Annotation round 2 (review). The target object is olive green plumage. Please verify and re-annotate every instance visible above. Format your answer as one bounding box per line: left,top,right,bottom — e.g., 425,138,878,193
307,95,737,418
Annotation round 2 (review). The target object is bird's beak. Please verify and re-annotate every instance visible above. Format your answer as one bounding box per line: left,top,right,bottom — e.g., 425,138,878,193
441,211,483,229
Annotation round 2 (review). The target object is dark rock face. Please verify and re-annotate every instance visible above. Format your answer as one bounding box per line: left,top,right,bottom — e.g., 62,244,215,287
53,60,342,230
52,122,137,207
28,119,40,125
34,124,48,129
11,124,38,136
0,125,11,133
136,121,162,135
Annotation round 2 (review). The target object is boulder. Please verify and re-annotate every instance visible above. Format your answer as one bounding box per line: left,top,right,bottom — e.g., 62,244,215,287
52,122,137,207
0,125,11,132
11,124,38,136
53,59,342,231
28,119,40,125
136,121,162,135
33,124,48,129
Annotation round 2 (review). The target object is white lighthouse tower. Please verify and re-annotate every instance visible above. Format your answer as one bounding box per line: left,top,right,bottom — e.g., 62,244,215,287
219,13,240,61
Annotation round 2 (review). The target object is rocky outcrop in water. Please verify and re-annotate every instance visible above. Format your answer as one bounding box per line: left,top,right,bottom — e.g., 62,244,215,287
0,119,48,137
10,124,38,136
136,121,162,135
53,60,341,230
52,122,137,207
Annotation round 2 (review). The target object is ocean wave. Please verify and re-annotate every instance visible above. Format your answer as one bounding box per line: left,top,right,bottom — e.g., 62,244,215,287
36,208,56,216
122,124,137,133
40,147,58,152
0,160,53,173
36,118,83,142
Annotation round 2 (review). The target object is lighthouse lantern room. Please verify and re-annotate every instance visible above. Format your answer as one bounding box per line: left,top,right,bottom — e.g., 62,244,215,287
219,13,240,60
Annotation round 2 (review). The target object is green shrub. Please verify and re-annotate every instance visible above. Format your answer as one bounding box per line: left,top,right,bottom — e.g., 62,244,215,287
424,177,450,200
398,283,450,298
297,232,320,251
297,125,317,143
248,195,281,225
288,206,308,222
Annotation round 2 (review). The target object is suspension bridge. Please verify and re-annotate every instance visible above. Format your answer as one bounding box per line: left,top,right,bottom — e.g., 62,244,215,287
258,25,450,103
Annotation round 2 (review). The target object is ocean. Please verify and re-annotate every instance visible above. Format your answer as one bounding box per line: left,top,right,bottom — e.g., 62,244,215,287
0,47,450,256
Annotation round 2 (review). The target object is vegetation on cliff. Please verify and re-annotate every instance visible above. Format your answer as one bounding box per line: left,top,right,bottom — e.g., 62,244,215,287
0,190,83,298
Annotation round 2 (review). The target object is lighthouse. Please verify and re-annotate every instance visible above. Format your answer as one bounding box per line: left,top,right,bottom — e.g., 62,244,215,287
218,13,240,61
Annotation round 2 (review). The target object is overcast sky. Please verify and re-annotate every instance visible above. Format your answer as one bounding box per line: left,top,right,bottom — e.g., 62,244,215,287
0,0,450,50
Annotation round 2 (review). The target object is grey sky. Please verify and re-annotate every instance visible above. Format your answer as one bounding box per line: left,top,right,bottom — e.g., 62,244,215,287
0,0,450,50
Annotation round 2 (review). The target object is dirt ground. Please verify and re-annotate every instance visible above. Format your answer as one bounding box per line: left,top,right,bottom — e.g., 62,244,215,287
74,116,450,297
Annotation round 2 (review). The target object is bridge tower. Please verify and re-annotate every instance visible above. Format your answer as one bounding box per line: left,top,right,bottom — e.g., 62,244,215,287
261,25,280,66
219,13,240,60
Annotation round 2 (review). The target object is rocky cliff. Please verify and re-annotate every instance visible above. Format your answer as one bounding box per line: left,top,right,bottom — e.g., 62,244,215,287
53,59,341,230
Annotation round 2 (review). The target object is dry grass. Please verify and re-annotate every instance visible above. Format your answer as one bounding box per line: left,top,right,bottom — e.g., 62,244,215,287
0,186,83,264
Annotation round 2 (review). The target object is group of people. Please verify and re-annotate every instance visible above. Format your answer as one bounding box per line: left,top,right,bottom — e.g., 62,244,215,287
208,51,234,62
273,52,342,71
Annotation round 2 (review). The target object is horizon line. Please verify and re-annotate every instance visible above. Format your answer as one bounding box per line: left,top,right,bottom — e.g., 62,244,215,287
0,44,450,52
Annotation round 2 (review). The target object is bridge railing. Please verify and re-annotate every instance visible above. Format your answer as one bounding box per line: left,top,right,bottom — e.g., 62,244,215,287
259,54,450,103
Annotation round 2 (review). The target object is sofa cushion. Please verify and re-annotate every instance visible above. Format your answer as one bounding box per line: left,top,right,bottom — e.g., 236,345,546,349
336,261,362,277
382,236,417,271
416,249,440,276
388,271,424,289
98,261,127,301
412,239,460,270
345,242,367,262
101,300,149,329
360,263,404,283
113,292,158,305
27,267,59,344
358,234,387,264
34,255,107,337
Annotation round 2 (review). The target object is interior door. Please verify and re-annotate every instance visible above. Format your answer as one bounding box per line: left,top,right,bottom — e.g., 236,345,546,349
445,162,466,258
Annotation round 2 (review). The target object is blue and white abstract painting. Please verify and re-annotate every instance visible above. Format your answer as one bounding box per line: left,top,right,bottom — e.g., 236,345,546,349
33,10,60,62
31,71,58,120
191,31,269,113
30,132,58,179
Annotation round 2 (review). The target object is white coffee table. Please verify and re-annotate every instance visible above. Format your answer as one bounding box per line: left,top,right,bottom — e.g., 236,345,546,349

Task details.
Rewrite the material above as a numbered list, leaving out any blank lines.

Result.
1. Annotation round 2 (review). The target object is olive green plumage. Please verify and re-annotate every instance visible above. Format your answer as one bounding box per line: left,top,right,bottom — e.g., 425,138,878,193
2. 307,95,737,418
3. Annotation round 2 (review). The target object is bird's beak. Please verify and re-annotate every instance visible above. Format your answer as one bounding box per line: left,top,right,bottom — e.g., 425,138,878,193
4. 441,211,483,229
5. Annotation round 2 (review). The target object is dark rock face. Please verify and re-annotate every instance visible above. Format your answer as one bounding box per line: left,top,right,bottom — e.g., 62,244,215,287
6. 53,60,342,230
7. 52,122,137,207
8. 28,119,40,125
9. 34,124,48,129
10. 11,124,38,136
11. 0,125,11,133
12. 136,121,162,135
13. Annotation round 2 (review). The target object is boulder. Please verify and re-annotate every instance visible above. Format your answer as one bounding box per line: left,top,right,bottom — e.g., 62,244,215,287
14. 52,122,137,207
15. 0,125,11,132
16. 11,124,38,136
17. 53,59,342,231
18. 28,119,40,125
19. 136,121,162,135
20. 33,124,48,129
21. Annotation round 2 (review). The target object is white lighthouse tower. Please verify and re-annotate every instance visible above. Format your answer as one bounding box per line: left,top,right,bottom — e.g., 62,244,215,287
22. 219,13,240,61
23. Annotation round 2 (review). The target object is rocky outcrop in water. Please verify and re-annotate every instance visible above. Format your answer as one bounding box per line: left,top,right,bottom — e.g., 62,244,215,287
24. 0,119,48,137
25. 10,124,38,136
26. 136,121,162,135
27. 53,60,341,230
28. 52,122,137,207
29. Annotation round 2 (review). The target object is ocean wave. Please verify and re-annotate every instance visible above. Format your answer as one bounding box per line: left,top,right,bottom — e.g., 62,244,215,287
30. 36,208,56,216
31. 122,124,137,133
32. 40,147,58,152
33. 0,160,53,173
34. 36,118,83,142
35. Annotation round 2 (review). The target object is lighthouse lantern room. Please verify and re-annotate every instance visible above. Format your answer as one bounding box per line: left,top,right,bottom — e.g., 62,244,215,287
36. 219,13,240,60
37. Annotation round 2 (review). The target object is green shrub. Please verify and re-annotate every instance visible above. Format your answer as one bounding box per line: left,top,right,bottom — e.g., 62,244,215,287
38. 424,177,450,200
39. 398,283,450,298
40. 297,232,320,251
41. 297,125,317,143
42. 248,195,281,225
43. 288,206,308,222
44. Annotation round 2 (review). The target object is suspension bridge. Please verify and re-annotate every instance visible above. Format your answer as one bounding box per line: left,top,right,bottom — e.g., 62,244,215,287
45. 258,25,450,103
46. Annotation round 2 (review). The target object is ocean. Please verify and re-annotate every instance visible above. Format your answer as one bounding box per line: left,top,right,bottom — e.g., 62,244,215,287
47. 0,47,450,256
48. Annotation round 2 (review). The target object is vegetation on cliff. Please verify and re-annotate every instance visible above. Format your answer as one bounding box per line: left,top,right,bottom — e.g., 62,244,215,287
49. 0,190,83,298
50. Annotation round 2 (review). The target object is lighthouse. Please verify and re-annotate every instance visible above. Format your answer as one bounding box per line: left,top,right,bottom — e.g., 62,244,215,287
51. 218,13,240,61
52. Annotation round 2 (review). The target object is overcast sky. Please verify and re-annotate every instance visible above. Format your answer as one bounding box per line: left,top,right,bottom — e.g., 62,244,215,287
53. 0,0,450,50
54. Annotation round 2 (review). The target object is grey sky. Please verify and re-annotate every instance visible above. Format your answer as one bounding box per line: left,top,right,bottom — e.g., 62,244,215,287
55. 0,0,450,50
56. Annotation round 2 (review). The target object is dirt ground. Please verify and re-annotate every instance visible above. Format your answer as one bounding box per line: left,top,right,bottom — e.g., 62,244,215,287
57. 74,116,450,297
58. Annotation round 2 (review). The target object is bridge tower. Please verify and re-annotate every instance visible above. Format your answer as one bounding box per line: left,top,right,bottom — e.g., 62,244,215,287
59. 261,25,280,66
60. 219,13,240,60
61. Annotation round 2 (review). The target object is rocky cliff. Please verify and re-annotate every instance visible above. Format your answer as one bounding box per line: left,top,right,bottom — e.g., 62,244,215,287
62. 53,59,341,230
63. Annotation round 2 (review). The target object is dry grass. Please verify and re-annotate every instance visible above. Format your answer as one bounding box per line: left,top,right,bottom — e.g., 62,244,215,287
64. 0,186,83,264
65. Annotation round 2 (review). The target object is group of people. Please verify and re-annotate every instance visible above. Format your answer as one bounding box per line: left,top,right,bottom — e.g., 62,244,215,287
66. 208,51,234,62
67. 273,52,342,71
68. Annotation round 2 (review). The target object is horizon line. Please verify and re-annotate every instance visible above. Format your answer as one bounding box per line: left,top,right,bottom — e.g., 62,244,215,287
69. 0,44,450,52
70. Annotation round 2 (review). The target object is bridge railing. Please verify and re-annotate every instance visible above. Format your answer as one bounding box per line: left,top,right,bottom — e.g., 62,244,215,287
71. 259,54,450,103
72. Annotation round 2 (review). The target object is sofa cushion. Please verify and re-annotate every instance visible above. Format your answer as one bounding box per line: left,top,right,bottom — e.g., 236,345,546,349
73. 336,261,362,277
74. 382,236,417,271
75. 416,249,440,276
76. 388,271,424,289
77. 98,261,127,301
78. 412,239,460,270
79. 345,242,367,262
80. 101,300,149,329
81. 360,263,404,283
82. 113,292,158,305
83. 27,267,59,344
84. 358,234,387,264
85. 34,255,107,337
86. Annotation round 2 (review). The target object is interior door. Please verify and re-annotate every instance visible above. Format your answer as one bounding box per line: left,top,right,bottom — e.g., 236,345,546,349
87. 445,162,466,258
88. Annotation round 2 (review). The target object is blue and white abstract painting. Please verify and re-annotate every instance visible above. Format your answer as one bounding box per line: left,top,right,bottom — e.g., 236,345,546,349
89. 33,10,60,62
90. 31,71,58,120
91. 191,31,269,113
92. 30,132,58,179
93. Annotation round 2 (review). The target object is white coffee table. Please verify and re-annotate every instance visible above. Format your answer as one bounding box per line: left,top,right,bottom — e.g., 236,345,546,349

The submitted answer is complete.